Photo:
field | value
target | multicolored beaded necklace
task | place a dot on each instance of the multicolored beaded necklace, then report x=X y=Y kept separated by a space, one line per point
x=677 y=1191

━━━━━━━━━━

** Exercise **
Can you return the data above, copying every line with no changes?

** The answer **
Photo:
field | value
target | multicolored beaded necklace
task | place a dot on each instance of the multicolored beaded necklace, then report x=X y=Y kept separated by a space, one line per point
x=677 y=1191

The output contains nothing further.